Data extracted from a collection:
══════════════════════════════
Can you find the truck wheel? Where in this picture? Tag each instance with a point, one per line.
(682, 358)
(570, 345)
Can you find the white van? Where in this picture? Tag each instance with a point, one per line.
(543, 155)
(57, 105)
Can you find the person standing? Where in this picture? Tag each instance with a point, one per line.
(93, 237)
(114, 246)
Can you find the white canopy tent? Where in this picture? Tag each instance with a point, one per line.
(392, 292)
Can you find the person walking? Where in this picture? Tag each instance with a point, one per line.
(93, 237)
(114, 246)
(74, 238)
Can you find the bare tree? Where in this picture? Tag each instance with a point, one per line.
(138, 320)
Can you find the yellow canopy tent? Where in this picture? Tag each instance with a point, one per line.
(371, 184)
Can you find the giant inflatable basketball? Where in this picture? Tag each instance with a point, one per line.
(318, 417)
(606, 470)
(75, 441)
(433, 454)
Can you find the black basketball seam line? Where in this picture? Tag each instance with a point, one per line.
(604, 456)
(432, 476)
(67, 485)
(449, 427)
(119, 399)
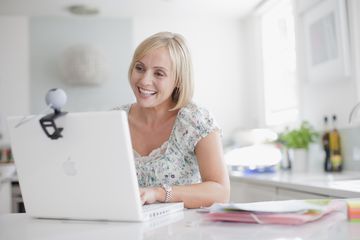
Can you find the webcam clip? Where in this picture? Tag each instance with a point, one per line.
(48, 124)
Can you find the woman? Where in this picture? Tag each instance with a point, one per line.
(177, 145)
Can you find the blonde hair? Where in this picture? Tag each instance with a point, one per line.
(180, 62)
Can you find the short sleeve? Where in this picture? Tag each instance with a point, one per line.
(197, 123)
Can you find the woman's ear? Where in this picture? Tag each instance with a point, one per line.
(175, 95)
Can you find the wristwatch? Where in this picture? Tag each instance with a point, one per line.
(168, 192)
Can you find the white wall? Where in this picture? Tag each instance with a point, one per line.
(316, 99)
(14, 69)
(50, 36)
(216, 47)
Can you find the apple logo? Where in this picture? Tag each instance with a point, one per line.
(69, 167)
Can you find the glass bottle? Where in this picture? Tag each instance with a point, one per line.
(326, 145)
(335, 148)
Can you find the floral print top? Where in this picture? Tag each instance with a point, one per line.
══════════════════════════════
TASK TO CARRY OUT: Please reproduce each entry above word for word and keep the pictures out of the copy.

YOUR RESPONSE:
Can you find the truck wheel? Where in this picture? Tag each instance with a point, one per line.
(682, 358)
(570, 345)
Can you find the white van? Where in this picture? Tag each instance with a point, one per line.
(543, 155)
(57, 105)
Can you find the person standing? Where in this picture? Tag each instance with a point, one per line.
(93, 237)
(114, 246)
Can you find the white canopy tent? Where in this picture? Tag each instance with a point, one per line.
(392, 292)
Can you find the person walking? Where in this picture? Tag each instance with a point, one per line.
(93, 237)
(114, 246)
(74, 238)
Can you find the bare tree? Where in this picture? Tag each instance with a point, one per line.
(138, 320)
Can you find the yellow canopy tent? Where in this picture? Tag each instance with a point, one per line.
(371, 184)
Can you find the giant inflatable basketball? Where in this picture? Tag each instance with a point, one per line.
(318, 417)
(606, 470)
(75, 441)
(433, 454)
Can you find the black basketball seam line? Where in this picture? Tag each instance with a point, one per line.
(604, 456)
(432, 476)
(67, 485)
(449, 427)
(119, 399)
Can you find the webcam clip? Where in this picture? Tag each instance with a point, one per line.
(48, 124)
Can you find the woman? Where in this picture? Tag each instance with a point, one per line.
(177, 145)
Can you find the blonde hair? Where in this picture? Tag each instance with a point, one per line.
(180, 62)
Can you find the short sleeve? Where in this picture? Tag each instance with a point, one per line.
(197, 123)
Can you find the woman's ear? Where in this picture? Tag each instance with a point, one per line.
(175, 95)
Can you find the wristwatch? Where in this picture? Tag each instance with a point, one per line.
(168, 192)
Can you find the white wall? Where in this picture? Tag each instance with a point, one per line.
(316, 99)
(14, 69)
(50, 36)
(216, 47)
Can you find the apple logo? Where in this picture? Tag each instance with a point, one per line.
(69, 167)
Can you find the glass bottle? Where in this picture? Tag each instance with a point, one per line.
(326, 145)
(335, 148)
Can you find the floral print top? Where in this picture? Tag each instance with a point, one per line.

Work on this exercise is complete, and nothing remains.